Our results contribute to a view that emphasizes the role of top-down or knowledge-based inference processes in induction. It has been argued in different fields, such as perception (Gregory, 1980), memory (Loftus & Hoffman, 1989), and language comprehension (Graesser, Singer, & Trabasso, 1994), that top-down processes favoring broadly coherent representations have a substantial and occasionally distorting impact on induction. Overall, our results corroborate the idea that people derive probability estimates by combining single causal links into complex causal models in a modular way (Waldmann et al., 2008). The present results, however, suggest that people base their probability judgments in causal structures not only on bottom-up data—even if observations are directly available during judgments—but also on transitive inferences based on mental causal models that obey the Markov condition, even if transitivity does not hold in the data.


  1. 1.

    Likewise, causal strength measures such as ΔP (Allan, 1980; Jenkins & Ward, 1965; cf. White, 2003) or causal power (Cheng, 1997; Griffiths & Tenenbaum, 2005; Meder, Mayrhofer, & Waldmann, 2014) indicate that the individual links are positive, whereas the causal strength for the indirect relation of A and C is negative when marginalizing over B.

### STORED ROWS
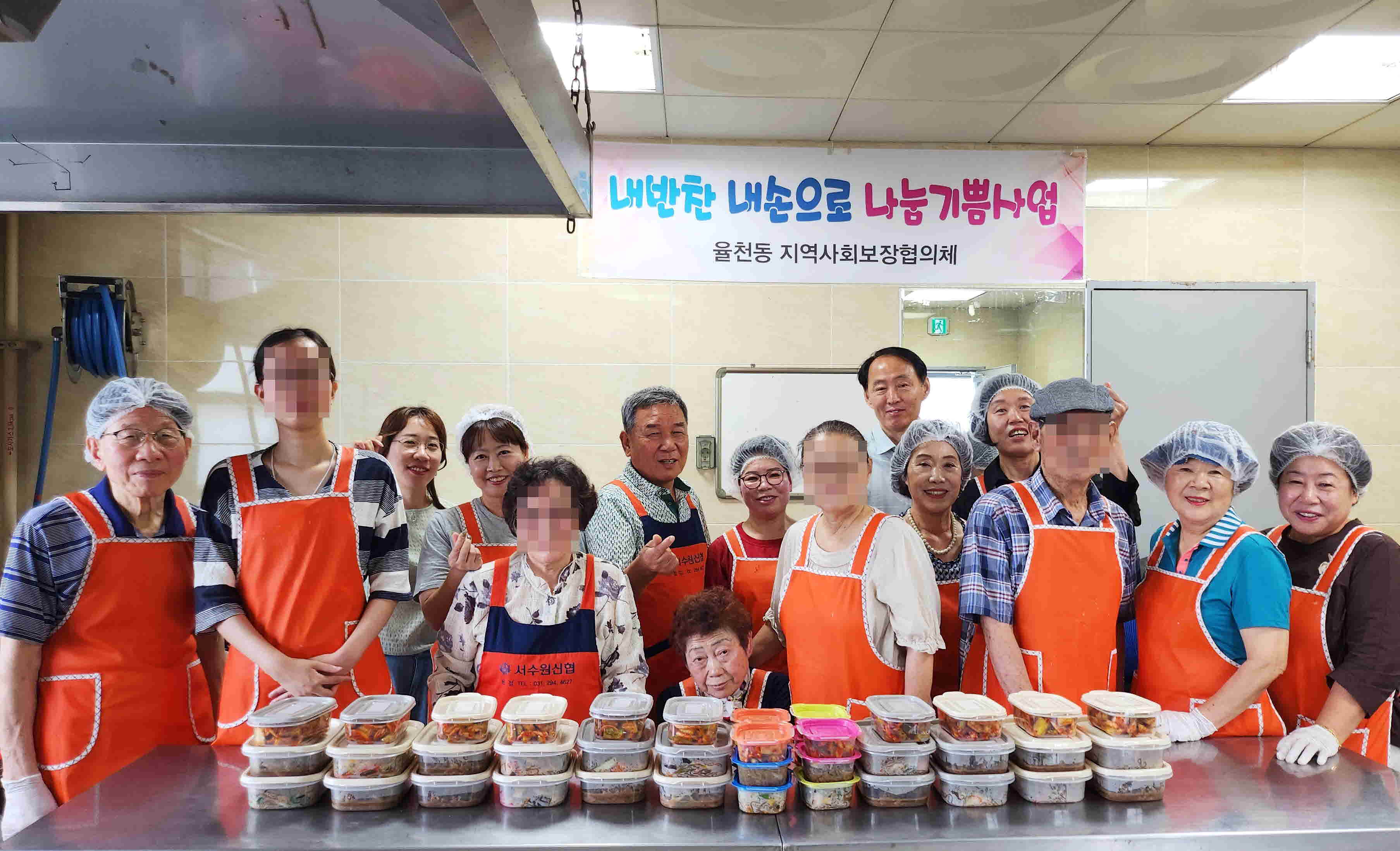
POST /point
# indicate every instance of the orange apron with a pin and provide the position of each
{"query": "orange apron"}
(751, 580)
(1302, 689)
(832, 660)
(121, 674)
(299, 573)
(1179, 665)
(657, 602)
(1067, 611)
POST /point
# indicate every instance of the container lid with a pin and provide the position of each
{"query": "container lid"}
(464, 709)
(1076, 744)
(621, 706)
(378, 709)
(290, 711)
(534, 709)
(429, 744)
(1160, 773)
(1044, 703)
(562, 744)
(969, 707)
(1118, 703)
(902, 709)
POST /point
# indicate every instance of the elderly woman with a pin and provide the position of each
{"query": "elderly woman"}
(747, 558)
(1345, 649)
(853, 599)
(549, 618)
(97, 612)
(933, 462)
(1213, 611)
(713, 633)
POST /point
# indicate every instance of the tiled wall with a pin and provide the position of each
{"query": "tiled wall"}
(457, 311)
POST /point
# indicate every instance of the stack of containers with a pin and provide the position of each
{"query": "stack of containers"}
(896, 751)
(1126, 751)
(973, 752)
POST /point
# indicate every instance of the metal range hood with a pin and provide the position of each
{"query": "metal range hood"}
(449, 107)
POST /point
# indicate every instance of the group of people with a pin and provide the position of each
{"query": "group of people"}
(131, 618)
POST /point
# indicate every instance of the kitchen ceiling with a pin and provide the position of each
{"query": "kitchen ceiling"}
(1048, 72)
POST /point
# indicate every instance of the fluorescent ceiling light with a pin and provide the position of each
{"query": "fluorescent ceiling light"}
(619, 58)
(1331, 68)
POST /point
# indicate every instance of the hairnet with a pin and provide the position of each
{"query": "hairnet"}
(482, 413)
(761, 446)
(1214, 443)
(925, 432)
(985, 393)
(1321, 440)
(124, 395)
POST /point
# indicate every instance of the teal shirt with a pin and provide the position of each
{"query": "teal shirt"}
(1251, 590)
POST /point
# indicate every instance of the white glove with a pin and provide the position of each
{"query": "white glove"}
(1185, 727)
(1308, 742)
(26, 801)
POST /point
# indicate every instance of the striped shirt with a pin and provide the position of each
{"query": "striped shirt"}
(48, 560)
(378, 513)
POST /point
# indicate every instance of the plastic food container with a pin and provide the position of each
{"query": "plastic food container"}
(292, 723)
(692, 761)
(1142, 784)
(1125, 752)
(1045, 714)
(533, 718)
(380, 793)
(373, 761)
(442, 793)
(520, 793)
(691, 793)
(693, 720)
(1121, 713)
(537, 761)
(600, 756)
(1051, 787)
(973, 758)
(442, 759)
(896, 791)
(1051, 753)
(971, 717)
(827, 796)
(902, 718)
(464, 718)
(283, 793)
(975, 790)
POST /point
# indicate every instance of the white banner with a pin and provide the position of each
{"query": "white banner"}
(794, 215)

### OBJECTIVE
Reproduce the part of the causal-inference excerpt that opens with the words containing "Likewise, causal strength" and closes with "marginalizing over B.", switching "positive" to "strong".

### OUTPUT
Likewise, causal strength measures such as ΔP (Allan, 1980; Jenkins & Ward, 1965; cf. White, 2003) or causal power (Cheng, 1997; Griffiths & Tenenbaum, 2005; Meder, Mayrhofer, & Waldmann, 2014) indicate that the individual links are strong, whereas the causal strength for the indirect relation of A and C is negative when marginalizing over B.